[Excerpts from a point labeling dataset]
━━━━━━━━━━

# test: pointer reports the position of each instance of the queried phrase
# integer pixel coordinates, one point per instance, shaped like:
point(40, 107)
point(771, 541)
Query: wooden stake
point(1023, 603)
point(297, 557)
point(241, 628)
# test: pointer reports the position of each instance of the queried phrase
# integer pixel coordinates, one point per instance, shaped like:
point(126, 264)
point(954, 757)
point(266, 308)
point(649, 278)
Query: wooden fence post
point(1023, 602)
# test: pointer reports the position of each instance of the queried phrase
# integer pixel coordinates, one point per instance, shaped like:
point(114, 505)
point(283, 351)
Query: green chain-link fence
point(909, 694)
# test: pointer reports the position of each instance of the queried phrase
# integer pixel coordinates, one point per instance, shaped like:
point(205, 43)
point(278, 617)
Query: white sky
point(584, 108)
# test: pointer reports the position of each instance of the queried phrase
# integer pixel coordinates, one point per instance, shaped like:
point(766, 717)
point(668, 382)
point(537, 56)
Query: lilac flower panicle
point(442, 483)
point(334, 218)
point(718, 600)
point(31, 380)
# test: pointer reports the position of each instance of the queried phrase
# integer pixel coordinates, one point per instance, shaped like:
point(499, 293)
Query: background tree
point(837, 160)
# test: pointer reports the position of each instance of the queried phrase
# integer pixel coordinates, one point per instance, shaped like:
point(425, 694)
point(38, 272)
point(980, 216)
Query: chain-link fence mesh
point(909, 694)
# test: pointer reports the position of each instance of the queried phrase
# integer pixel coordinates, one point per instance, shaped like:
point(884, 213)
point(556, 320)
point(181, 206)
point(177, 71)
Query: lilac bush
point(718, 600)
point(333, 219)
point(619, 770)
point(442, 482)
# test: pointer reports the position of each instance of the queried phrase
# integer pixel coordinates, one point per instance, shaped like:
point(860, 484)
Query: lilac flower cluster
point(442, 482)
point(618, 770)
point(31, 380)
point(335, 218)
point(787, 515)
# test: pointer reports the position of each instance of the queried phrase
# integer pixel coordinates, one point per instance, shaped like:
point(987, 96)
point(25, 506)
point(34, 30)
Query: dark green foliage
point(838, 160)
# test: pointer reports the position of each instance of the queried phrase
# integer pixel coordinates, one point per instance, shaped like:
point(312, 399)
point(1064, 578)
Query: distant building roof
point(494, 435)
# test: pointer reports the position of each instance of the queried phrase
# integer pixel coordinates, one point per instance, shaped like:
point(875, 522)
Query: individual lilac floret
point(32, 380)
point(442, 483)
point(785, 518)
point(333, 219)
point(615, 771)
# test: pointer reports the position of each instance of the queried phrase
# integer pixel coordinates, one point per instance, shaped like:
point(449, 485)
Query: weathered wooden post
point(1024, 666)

━━━━━━━━━━

*Aim*. Can you rewrite every line of the rows above as a Markdown table with the columns "No." and "Line", numbering each line in order and leaving out blank lines?

*Final result*.
| No. | Line |
|---|---|
| 1 | # test: pointer reports the position of each instance of the queried phrase |
| 2 | # integer pixel coordinates, one point per instance, shaped like: |
| 3 | point(40, 107) |
| 4 | point(771, 541) |
| 5 | Query: wooden stake |
| 6 | point(1023, 603) |
| 7 | point(297, 557) |
| 8 | point(241, 628) |
| 9 | # test: pointer reports the position of each instance of the queried phrase |
| 10 | # integer pixel coordinates, one point per instance, shaped like: |
| 11 | point(126, 264) |
| 12 | point(954, 757) |
| 13 | point(266, 308) |
| 14 | point(649, 278) |
| 15 | Query: wooden fence post |
| 16 | point(1023, 602) |
| 17 | # test: pointer reports the position of each instance of the queried phrase |
| 18 | # integer pixel coordinates, one point per instance, shaped like: |
| 19 | point(114, 505) |
| 20 | point(283, 351) |
| 21 | Query: green chain-link fence |
| 22 | point(909, 694) |
| 23 | # test: pointer reports the position of each instance of the queried phrase |
| 24 | # integer pixel coordinates, one point per instance, shaped like: |
| 25 | point(205, 43) |
| 26 | point(278, 617) |
| 27 | Query: white sky |
| 28 | point(584, 108) |
| 29 | # test: pointer reports the position of each instance of the queried phrase |
| 30 | # integer pixel coordinates, one point per instance, shaped like: |
| 31 | point(766, 717) |
| 32 | point(668, 382) |
| 33 | point(537, 56) |
| 34 | Query: lilac flower panicle |
| 35 | point(442, 483) |
| 36 | point(334, 218) |
| 37 | point(718, 600) |
| 38 | point(31, 380) |
| 39 | # test: pointer reports the position of each instance of the queried phrase |
| 40 | # integer pixel coordinates, one point per instance, shaped like: |
| 41 | point(499, 293) |
| 42 | Query: background tree |
| 43 | point(837, 160) |
| 44 | # test: pointer reports the position of each instance of the queried phrase |
| 45 | # integer pixel coordinates, one point per instance, shaped like: |
| 46 | point(425, 694) |
| 47 | point(38, 272) |
| 48 | point(980, 216) |
| 49 | Query: chain-link fence mesh |
| 50 | point(909, 694) |
| 51 | # test: pointer reports the position of each instance of the queried phrase |
| 52 | # integer pixel coordinates, one point per instance, shaped like: |
| 53 | point(884, 213) |
| 54 | point(556, 320) |
| 55 | point(181, 206) |
| 56 | point(177, 71) |
| 57 | Query: lilac bush |
| 58 | point(718, 600) |
| 59 | point(333, 219) |
| 60 | point(619, 770) |
| 61 | point(442, 482) |
| 62 | # test: pointer reports the position of each instance of the queried phrase |
| 63 | # integer pixel coordinates, one point per instance, shaped like: |
| 64 | point(860, 484) |
| 65 | Query: lilac flower cluster |
| 66 | point(442, 482) |
| 67 | point(618, 770) |
| 68 | point(31, 380) |
| 69 | point(335, 218) |
| 70 | point(787, 515) |
| 71 | # test: pointer reports the position of each instance of the queried phrase |
| 72 | # integer pixel coordinates, one point per instance, shaped like: |
| 73 | point(987, 96) |
| 74 | point(25, 506) |
| 75 | point(34, 30) |
| 76 | Query: dark green foliage |
| 77 | point(838, 160) |
| 78 | # test: pointer reports the position of each instance of the queried phrase |
| 79 | # integer pixel coordinates, one point per instance, shaped like: |
| 80 | point(312, 399) |
| 81 | point(1064, 578) |
| 82 | Query: distant building roof |
| 83 | point(494, 435) |
| 84 | # test: pointer reports the position of each instance of the queried phrase |
| 85 | # integer pixel coordinates, one point per instance, shaped like: |
| 86 | point(875, 522) |
| 87 | Query: individual lilac floret |
| 88 | point(32, 380) |
| 89 | point(442, 483) |
| 90 | point(785, 518) |
| 91 | point(333, 219) |
| 92 | point(615, 771) |
| 93 | # test: pointer reports the position of each instance of the queried phrase |
| 94 | # integer pixel coordinates, one point per instance, shaped like: |
| 95 | point(449, 485) |
| 96 | Query: weathered wooden post |
| 97 | point(1024, 666) |